● Directions for this task
Each entry must appear again exactly as it does in the source.

● Provided data
▼▼▼
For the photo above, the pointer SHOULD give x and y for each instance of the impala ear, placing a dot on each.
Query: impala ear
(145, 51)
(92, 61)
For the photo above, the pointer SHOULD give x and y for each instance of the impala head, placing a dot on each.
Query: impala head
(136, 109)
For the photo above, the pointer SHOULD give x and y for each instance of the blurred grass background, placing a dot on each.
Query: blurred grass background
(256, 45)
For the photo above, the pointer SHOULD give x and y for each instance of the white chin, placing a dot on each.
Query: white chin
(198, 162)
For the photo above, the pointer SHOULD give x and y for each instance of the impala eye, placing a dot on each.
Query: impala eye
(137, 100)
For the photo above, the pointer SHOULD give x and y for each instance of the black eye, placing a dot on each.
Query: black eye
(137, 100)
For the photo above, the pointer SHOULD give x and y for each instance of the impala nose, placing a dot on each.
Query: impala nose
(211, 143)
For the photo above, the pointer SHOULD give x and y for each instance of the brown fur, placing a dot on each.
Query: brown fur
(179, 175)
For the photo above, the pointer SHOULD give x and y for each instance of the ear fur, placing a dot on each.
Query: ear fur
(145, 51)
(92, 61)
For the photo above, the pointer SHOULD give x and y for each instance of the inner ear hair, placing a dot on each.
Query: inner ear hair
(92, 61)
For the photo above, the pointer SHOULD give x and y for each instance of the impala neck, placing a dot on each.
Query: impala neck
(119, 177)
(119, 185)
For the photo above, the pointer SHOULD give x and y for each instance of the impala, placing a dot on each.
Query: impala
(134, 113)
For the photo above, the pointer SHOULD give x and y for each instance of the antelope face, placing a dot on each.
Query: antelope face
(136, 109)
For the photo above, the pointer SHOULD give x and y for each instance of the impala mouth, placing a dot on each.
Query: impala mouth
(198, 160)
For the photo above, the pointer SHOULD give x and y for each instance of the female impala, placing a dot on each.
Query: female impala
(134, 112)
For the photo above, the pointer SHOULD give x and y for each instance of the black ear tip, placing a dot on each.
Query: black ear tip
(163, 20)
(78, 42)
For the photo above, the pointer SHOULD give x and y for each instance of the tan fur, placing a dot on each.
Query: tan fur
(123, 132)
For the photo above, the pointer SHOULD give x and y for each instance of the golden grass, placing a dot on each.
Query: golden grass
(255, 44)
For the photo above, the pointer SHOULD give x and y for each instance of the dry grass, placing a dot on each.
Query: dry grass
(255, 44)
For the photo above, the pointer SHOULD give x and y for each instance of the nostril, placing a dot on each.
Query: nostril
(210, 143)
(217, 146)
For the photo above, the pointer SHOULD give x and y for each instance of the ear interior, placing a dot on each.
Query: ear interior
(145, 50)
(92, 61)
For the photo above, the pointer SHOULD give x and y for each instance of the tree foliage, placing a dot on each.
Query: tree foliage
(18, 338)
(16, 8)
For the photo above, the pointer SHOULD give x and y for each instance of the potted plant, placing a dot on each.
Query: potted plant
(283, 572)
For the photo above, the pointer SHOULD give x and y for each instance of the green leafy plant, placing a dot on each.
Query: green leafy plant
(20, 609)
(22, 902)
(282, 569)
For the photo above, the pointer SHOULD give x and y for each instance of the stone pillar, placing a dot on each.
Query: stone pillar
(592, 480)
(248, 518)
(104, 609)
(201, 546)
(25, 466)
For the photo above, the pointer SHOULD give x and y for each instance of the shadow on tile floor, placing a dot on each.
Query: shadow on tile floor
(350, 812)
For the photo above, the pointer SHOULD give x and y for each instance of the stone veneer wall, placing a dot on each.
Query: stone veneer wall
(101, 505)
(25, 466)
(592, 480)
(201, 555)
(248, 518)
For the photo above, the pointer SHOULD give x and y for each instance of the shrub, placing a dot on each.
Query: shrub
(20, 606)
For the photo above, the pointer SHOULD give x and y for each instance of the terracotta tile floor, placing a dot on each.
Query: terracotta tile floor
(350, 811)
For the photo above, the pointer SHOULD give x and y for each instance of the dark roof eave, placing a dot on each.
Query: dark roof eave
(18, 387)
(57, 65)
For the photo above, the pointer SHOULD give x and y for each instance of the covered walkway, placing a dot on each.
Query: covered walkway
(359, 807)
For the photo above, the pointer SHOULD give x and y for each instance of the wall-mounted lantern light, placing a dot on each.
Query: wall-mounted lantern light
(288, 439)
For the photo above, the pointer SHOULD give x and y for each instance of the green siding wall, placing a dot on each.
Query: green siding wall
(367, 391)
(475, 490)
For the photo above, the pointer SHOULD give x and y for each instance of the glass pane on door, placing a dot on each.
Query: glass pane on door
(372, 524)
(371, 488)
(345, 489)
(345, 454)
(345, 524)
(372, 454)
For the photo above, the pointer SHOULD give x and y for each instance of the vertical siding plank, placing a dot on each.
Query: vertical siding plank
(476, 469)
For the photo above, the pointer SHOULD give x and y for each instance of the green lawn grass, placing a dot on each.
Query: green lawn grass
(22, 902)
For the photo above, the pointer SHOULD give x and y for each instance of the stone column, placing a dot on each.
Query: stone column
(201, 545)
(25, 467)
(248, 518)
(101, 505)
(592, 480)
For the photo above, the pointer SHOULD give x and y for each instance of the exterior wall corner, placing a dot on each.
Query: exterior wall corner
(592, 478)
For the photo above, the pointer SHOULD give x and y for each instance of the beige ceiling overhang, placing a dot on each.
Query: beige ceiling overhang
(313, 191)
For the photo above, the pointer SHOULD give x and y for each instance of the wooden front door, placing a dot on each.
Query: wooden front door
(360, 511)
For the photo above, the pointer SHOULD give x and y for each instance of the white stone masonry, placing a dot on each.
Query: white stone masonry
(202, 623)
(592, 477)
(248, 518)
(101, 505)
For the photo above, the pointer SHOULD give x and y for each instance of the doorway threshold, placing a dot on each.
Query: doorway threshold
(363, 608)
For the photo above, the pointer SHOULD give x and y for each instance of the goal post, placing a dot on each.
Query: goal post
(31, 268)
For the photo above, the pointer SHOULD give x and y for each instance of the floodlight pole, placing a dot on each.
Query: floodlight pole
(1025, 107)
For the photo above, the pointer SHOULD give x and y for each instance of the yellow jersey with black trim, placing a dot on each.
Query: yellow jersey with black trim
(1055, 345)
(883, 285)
▲▲▲
● Solution to this task
For the photo above, the pointer SHOULD give x and y for each instance of the impala ear, placing a dot on each.
Query: impala ear
(145, 51)
(92, 61)
For the photo above, the pointer SHOULD give x and y for each instance of the impala head, placing a dot on each.
Query: impala head
(136, 109)
For the photo above, the pointer SHOULD give x and y for each instance of the blurred grass background, placing a dot on each.
Query: blurred grass background
(256, 45)
For the photo above, the pointer SHOULD give x and y for each instance of the white chin, placing a dot on each.
Query: white chin
(198, 162)
For the photo above, the pointer SHOULD give x and y for each instance of the impala eye, placing a dot on each.
Query: impala eye
(137, 100)
For the photo above, the pointer SHOULD give x and y for each instance of the black eye, placing a dot on each.
Query: black eye
(137, 100)
For the photo above, the pointer SHOULD give x and y for each instance of the impala nose, placing a dot on each.
Query: impala nose
(211, 143)
For the photo above, the pointer SHOULD give x and y for each instance of the brown fur, placing a dot on each.
Query: brown fur
(179, 175)
For the photo above, the pointer SHOULD give x and y for each instance of the ear fur, placing a dot on each.
Query: ear fur
(145, 51)
(92, 61)
For the photo above, the pointer SHOULD give x and y for each instance of the inner ear hair, placing a dot on each.
Query: inner ear hair
(92, 61)
For the photo above, the pointer SHOULD give x and y for each instance of the impala neck, placing a dot on each.
Query: impala neck
(119, 177)
(119, 185)
For the photo above, the pointer SHOULD give x and y for each instance of the impala, placing a dot on each.
Query: impala
(134, 113)
For the photo above, the pointer SHOULD give x and y for each instance of the antelope face, placing a dot on each.
Query: antelope face
(136, 109)
For the photo above, the pointer SHOULD give x and y for each instance of the impala mouth, placing a dot on each.
Query: impala mouth
(198, 160)
For the photo above, the pointer SHOULD give x and y for each instance of the female impala, placing a dot on each.
Query: female impala
(134, 112)
For the photo above, the pointer SHOULD give x and y for each instance of the black ear tip, placing a dot on each.
Query: black ear tip
(163, 20)
(78, 42)
For the photo above, the pointer SHOULD give x and y for each instance of the tan fur, placing a dot on each.
Query: tan fur
(123, 132)
For the photo above, the pointer SHOULD give x and y for each instance of the golden grass, placing a dot on each.
Query: golden grass
(255, 44)
For the photo above, the pointer SHOULD give x and y for each instance of the dry grass, placing a dot on each.
Query: dry grass
(255, 44)
For the photo above, the pointer SHOULD give x and y for each instance of the nostril, placing a dot on each.
Query: nostril
(210, 143)
(217, 146)
For the photo above, the pointer SHOULD give x and y for each instance of the ear interior, placing a dot on each.
Query: ear interior
(145, 50)
(92, 61)
For the photo above, the pointer SHOULD give x and y for each instance of the tree foliage, placing a dot on each.
Query: tree foliage
(18, 338)
(16, 8)
For the photo above, the pointer SHOULD give x and y for each instance of the potted plant, placing a dot on each.
Query: potted plant
(283, 572)
For the photo above, the pointer SHOULD give x and y for each instance of the green leafy plant, placing a dot on each.
Query: green leafy plant
(20, 609)
(22, 902)
(282, 569)
For the photo above, the pointer SHOULD give x and y for each instance of the stone pillar, placing a dot on each.
Query: stone pillar
(592, 480)
(248, 518)
(104, 609)
(201, 546)
(25, 466)
For the photo above, the pointer SHOULD give x and y for each instance of the shadow on tile floor, placing a dot on each.
Query: shadow on tile floor
(350, 812)
For the photo above, the pointer SHOULD give x and y for each instance of the stone veneer wall, placing a dot on each.
Query: stone veneer wall
(101, 505)
(25, 466)
(592, 480)
(201, 555)
(248, 518)
For the photo above, the pointer SHOULD give x and y for each instance of the shrub, placing a dot on each.
Query: shrub
(20, 606)
For the photo above, the pointer SHOULD give x and y for each instance of the terracotta tile floor, placing a dot on each.
Query: terracotta tile floor
(350, 811)
For the photo above, the pointer SHOULD give x and y for each instance of the dark roof eave, placing a dot on each.
Query: dark roof eave
(18, 387)
(57, 65)
For the photo above, the pointer SHOULD give x and y for each instance of the covered walkway, placing a dot on each.
Query: covered walkway
(359, 807)
For the photo above, the pointer SHOULD give x and y for each instance of the wall-mounted lantern light, placing a dot on each.
Query: wall-mounted lantern light
(288, 439)
For the photo above, the pointer SHOULD give x and y for each instance of the green siding wall, placing a dot on each.
Query: green siding wall
(367, 391)
(475, 490)
For the photo above, the pointer SHOULD give x and y for each instance of the glass pane on door, placing a dot on each.
Query: glass pane on door
(372, 524)
(371, 488)
(345, 489)
(345, 454)
(345, 524)
(372, 454)
For the photo above, the pointer SHOULD give x and y for each instance of the vertical siding plank, placing a dot on each.
Query: vertical siding plank
(476, 469)
For the photo above, the pointer SHOULD give x and y for each instance of the green lawn grass, placing a dot on each.
Query: green lawn grass
(22, 902)
For the photo above, the pointer SHOULD give x and y for each instance of the stone column, placing a dot on each.
Query: stone column
(201, 545)
(25, 467)
(248, 518)
(101, 505)
(592, 480)
For the photo above, the pointer SHOULD give x and y for each instance of the exterior wall corner, placing a dot on each.
Query: exterior wall corner
(592, 478)
For the photo above, the pointer SHOULD give x and y for each instance of the beige ceiling overhang, placing a dot on each.
Query: beige ceiling overhang
(313, 191)
For the photo above, the pointer SHOULD give x and y for each instance of the wooden front door, placing a dot on each.
Query: wooden front door
(360, 511)
For the photo above, the pointer SHOULD give x and y for each instance of the white stone masonry, placing a dot on each.
Query: white stone masonry
(202, 623)
(592, 477)
(248, 518)
(101, 505)
For the photo above, the pointer SHOULD give x and y for each instance of the doorway threshold, placing a dot on each.
Query: doorway threshold
(363, 608)
For the photo above, the pointer SHOULD give x and y for each instance of the goal post, placing a dot on each.
Query: goal post
(31, 268)
For the photo above, the pointer SHOULD give x and y for each instance of the floodlight pole, placing a dot on each.
Query: floodlight pole
(1025, 107)
For the photo above, the pointer SHOULD give x and y for each instance of the yellow jersey with black trim, placing a dot on each.
Query: yellow jersey with black trim
(1055, 345)
(883, 285)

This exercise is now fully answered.